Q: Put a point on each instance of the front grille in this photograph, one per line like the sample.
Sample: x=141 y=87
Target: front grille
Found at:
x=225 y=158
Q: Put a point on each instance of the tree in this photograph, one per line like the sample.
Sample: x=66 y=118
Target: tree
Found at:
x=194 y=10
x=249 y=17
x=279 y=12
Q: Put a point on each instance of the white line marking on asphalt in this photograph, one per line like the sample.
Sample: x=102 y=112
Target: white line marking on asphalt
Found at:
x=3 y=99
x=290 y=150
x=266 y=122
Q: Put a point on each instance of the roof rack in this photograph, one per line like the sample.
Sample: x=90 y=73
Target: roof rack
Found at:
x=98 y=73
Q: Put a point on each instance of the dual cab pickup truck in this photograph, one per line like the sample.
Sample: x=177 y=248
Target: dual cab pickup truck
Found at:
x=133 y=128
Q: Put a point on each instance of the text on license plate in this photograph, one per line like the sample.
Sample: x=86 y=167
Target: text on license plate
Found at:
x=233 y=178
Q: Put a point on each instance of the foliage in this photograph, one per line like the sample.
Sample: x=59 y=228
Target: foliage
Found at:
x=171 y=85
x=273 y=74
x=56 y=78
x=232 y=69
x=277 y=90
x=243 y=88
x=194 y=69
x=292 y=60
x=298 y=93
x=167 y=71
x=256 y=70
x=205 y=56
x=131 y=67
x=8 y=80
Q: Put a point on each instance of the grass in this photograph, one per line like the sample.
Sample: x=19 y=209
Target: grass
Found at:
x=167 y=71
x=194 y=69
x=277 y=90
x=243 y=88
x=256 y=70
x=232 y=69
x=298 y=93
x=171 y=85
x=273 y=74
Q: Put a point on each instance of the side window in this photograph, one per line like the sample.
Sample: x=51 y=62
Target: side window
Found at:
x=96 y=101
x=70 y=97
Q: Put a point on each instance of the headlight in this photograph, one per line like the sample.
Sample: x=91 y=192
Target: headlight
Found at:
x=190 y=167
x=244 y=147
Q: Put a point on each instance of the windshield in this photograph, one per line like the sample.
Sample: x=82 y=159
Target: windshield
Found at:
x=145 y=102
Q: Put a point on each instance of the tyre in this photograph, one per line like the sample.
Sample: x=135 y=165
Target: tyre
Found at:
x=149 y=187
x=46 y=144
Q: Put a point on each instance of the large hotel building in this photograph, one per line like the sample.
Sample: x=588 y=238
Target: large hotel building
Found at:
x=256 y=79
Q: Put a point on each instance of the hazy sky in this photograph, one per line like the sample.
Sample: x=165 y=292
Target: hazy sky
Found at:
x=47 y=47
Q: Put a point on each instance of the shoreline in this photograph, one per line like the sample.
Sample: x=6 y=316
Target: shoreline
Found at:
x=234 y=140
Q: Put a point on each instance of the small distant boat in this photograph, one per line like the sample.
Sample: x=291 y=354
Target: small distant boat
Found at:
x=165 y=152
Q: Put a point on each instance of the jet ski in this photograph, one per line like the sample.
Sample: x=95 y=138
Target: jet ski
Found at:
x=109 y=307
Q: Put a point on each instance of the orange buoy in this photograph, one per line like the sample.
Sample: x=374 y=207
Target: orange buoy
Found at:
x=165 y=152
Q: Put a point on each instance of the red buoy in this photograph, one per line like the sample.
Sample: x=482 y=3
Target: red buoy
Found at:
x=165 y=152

★ ★ ★ ★ ★ ★ ★

• Task directions: Rewrite all of the rows above with every "tyre" changed to "tire", keeping everything else the same.

• Full solution:
Q: Put a point on each instance of the front grille in this photograph, one per line like the sample.
Sample: x=141 y=87
Target: front grille
Found at:
x=225 y=158
Q: Put a point on each instance of the tree in this photograph, one per line like the sample.
Sample: x=66 y=118
Target: tree
Found at:
x=194 y=10
x=249 y=17
x=279 y=12
Q: Put a point on each instance of the white line marking on asphalt in this photograph, one per line like the sample.
Sample: x=102 y=112
Target: white line marking on asphalt
Found at:
x=3 y=99
x=290 y=150
x=266 y=122
Q: Put a point on each instance of the roof rack in this photograph, one per line like the sample.
Sample: x=90 y=73
Target: roof rack
Found at:
x=98 y=73
Q: Put a point on each instance of the dual cab pickup truck in this photograph, one per line like the sample.
Sample: x=177 y=248
Target: dual cab pickup truck
Found at:
x=133 y=128
Q: Put a point on each instance of the text on license plate in this photograph, one per line like the sample.
Sample: x=86 y=167
Target: text on license plate
Found at:
x=233 y=178
Q: Put a point on each instance of the foliage in this photograph, one per line like the sample.
Sample: x=59 y=228
Target: foliage
Found at:
x=171 y=85
x=273 y=74
x=56 y=78
x=232 y=69
x=277 y=90
x=243 y=88
x=194 y=69
x=292 y=60
x=298 y=93
x=167 y=71
x=256 y=70
x=205 y=56
x=131 y=67
x=8 y=80
Q: Put a point on each instance of the grass in this photograph, one per line like the sample.
Sample: x=19 y=209
Target: grass
Found at:
x=167 y=71
x=194 y=69
x=277 y=90
x=243 y=88
x=256 y=70
x=232 y=69
x=298 y=93
x=171 y=85
x=273 y=74
Q: Put a point on each instance of the side window in this photograph, one per line like the sample.
Sample: x=51 y=62
Target: side window
Found at:
x=96 y=101
x=70 y=97
Q: Put a point on each instance of the headlight in this photograph, one per line like the sample.
Sample: x=91 y=192
Target: headlight
Found at:
x=190 y=167
x=244 y=147
Q: Put a point on each instance of the windshield in this photograph, one per line like the sample.
Sample: x=82 y=159
Target: windshield
Found at:
x=145 y=102
Q: Put a point on each instance of the tire in this photograph, one per line like the sample.
Sample: x=135 y=165
Target: tire
Found at:
x=149 y=187
x=46 y=144
Q: Put a point on each instance of the large hotel building in this photograph, one per line like the sample.
Sample: x=588 y=238
Target: large hotel building
Found at:
x=256 y=79
Q: Put a point on each instance of the hazy sky in this photograph, one per line like the sample.
Sample: x=165 y=292
Target: hazy sky
Found at:
x=47 y=47
Q: Put a point on each instance of the shoreline in this photograph, one per line like the sample.
Sample: x=6 y=316
Target: shoreline
Found at:
x=234 y=140
Q: Put a point on each instance of the small distant boat in this photograph, one per line like the sample.
Sample: x=291 y=354
Target: small distant boat
Found at:
x=165 y=152
Q: Put a point on each instance of the jet ski in this photograph, one per line like the sample.
Sample: x=95 y=138
Target: jet ski
Found at:
x=109 y=307
Q: Put a point on each instance of the orange buoy in this photograph, one per line like the sample.
Sample: x=374 y=207
Target: orange buoy
Found at:
x=165 y=152
Q: Put a point on each instance of the red buoy in this photograph, one per line like the sample.
Sample: x=482 y=3
Target: red buoy
Found at:
x=165 y=152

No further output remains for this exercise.